**What the task requires**
Give the data back exactly as it stands.

Natural language region descriptions
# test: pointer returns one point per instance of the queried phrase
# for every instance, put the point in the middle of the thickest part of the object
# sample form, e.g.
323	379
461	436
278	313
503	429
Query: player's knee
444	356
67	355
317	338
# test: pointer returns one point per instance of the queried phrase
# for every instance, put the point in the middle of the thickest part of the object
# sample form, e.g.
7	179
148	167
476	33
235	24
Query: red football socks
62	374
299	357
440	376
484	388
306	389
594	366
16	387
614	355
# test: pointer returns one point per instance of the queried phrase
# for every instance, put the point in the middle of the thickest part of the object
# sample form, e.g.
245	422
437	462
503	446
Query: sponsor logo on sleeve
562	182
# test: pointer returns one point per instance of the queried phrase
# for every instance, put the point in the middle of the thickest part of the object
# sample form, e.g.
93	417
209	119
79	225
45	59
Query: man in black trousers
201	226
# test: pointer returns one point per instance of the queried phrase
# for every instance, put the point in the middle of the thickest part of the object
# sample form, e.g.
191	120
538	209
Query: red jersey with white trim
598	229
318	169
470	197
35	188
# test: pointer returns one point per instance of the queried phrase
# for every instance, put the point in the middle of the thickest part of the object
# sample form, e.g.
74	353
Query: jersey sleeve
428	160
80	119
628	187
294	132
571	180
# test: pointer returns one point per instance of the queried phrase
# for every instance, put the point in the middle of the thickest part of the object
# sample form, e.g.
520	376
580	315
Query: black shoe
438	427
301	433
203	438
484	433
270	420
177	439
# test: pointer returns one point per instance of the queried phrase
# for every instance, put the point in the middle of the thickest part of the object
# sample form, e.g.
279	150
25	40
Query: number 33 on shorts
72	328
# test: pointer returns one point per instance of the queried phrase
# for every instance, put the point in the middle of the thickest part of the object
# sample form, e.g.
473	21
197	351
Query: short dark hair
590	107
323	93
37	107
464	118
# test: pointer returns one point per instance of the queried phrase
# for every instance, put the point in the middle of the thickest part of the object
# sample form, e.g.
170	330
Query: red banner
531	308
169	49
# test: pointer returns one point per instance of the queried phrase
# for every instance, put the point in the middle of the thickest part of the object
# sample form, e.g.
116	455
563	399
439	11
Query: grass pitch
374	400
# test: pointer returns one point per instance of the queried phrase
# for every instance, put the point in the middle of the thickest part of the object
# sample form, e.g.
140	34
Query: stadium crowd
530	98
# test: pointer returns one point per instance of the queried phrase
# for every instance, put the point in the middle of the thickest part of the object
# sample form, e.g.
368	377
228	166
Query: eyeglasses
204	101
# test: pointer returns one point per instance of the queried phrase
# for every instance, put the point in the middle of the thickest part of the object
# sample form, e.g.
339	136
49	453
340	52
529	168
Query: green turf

**Task result**
# test: pointer returns one point per instance of the queried phrase
# for every instance, put the point in the middle of the thickest part of the object
# sample form, e.g.
323	379
461	436
278	313
503	429
Query: player's knee
444	356
67	355
317	338
# test: pointer returns one point per instance of the queried phrase
# for every instance, put the point in the middle of the thickest part of the object
# sample form, e.g.
7	179
148	167
476	33
235	24
Query: red football socks
62	374
299	357
440	376
484	388
306	389
594	366
16	387
614	355
# test: pointer returns one point per instance of the queried phrase
# for every instance, put the point in the middle of the thickest part of the object
# sample form, e.g.
245	422
437	462
503	446
Query: sponsor logo on sleeve
562	182
# test: pointer returns one point per instance of the queried phrase
# for every instance, put the point in the middle of the thickest part of the object
# sample form, e.g.
93	417
209	119
79	225
45	59
Query: man in black trousers
201	226
# test: pointer returns one point per instance of the queried phrase
# for every instance, put the point in the middle of the thickest part of the object
# sample form, e.g.
191	120
538	209
Query: red jersey with white trim
598	229
318	169
470	197
35	188
# test: pointer returns one point per instance of the queried phrase
# for every instance, put the point in the middle of the thickest part of the object
# sample form, e.g.
74	353
Query: jersey sleeve
428	160
80	119
628	187
294	132
571	180
# test: pointer returns one point per instance of the queried phrase
# for every instance, put the point in the middle of the thickest part of the object
# sample form, e.g.
520	376
580	315
Query: black shoe
438	427
301	433
203	438
484	433
270	420
177	439
# test: pointer returns one point per instance of the queried phrase
# for every instance, put the point in the middle of the thickest part of the object
# sample form, e.g.
279	150
25	40
Query: number 33 on shorts
72	328
# test: pointer returns one point per instance of the queried phrase
# for every instance, put the point in the middle of the thickest part of the object
# sample form, e.g.
473	21
197	351
Query: short dark hair
590	107
323	93
37	107
464	118
# test: pointer returns one point per instance of the queried phrase
# for every instance, put the point in the middle of the thickest part of the object
# sample form, e.g.
170	330
Query: red banner
531	308
169	49
# test: pointer returns one point per instance of the queried phrase
# for every instance, put the point in the middle of the thickest part of the object
# sample form, e.g.
116	455
563	399
439	11
Query: grass pitch
374	400
# test: pointer returns one point per instance of the queried phrase
# for every instance, put the point in the middle of the thickest part of the object
# sample form, e.g.
140	34
Query: stadium crowd
530	98
# test: pointer returns one point per instance of the queried phrase
# for every instance, put the point in the middle of the thickest part of the object
# sample form, e.g.
368	377
228	166
Query: eyeglasses
204	101
# test: pointer returns one point per instance of the queried phrase
# for every instance, put the point in the middle of the thickest part of the object
# sample form, e.g.
339	136
49	453
340	52
529	168
Query: green turf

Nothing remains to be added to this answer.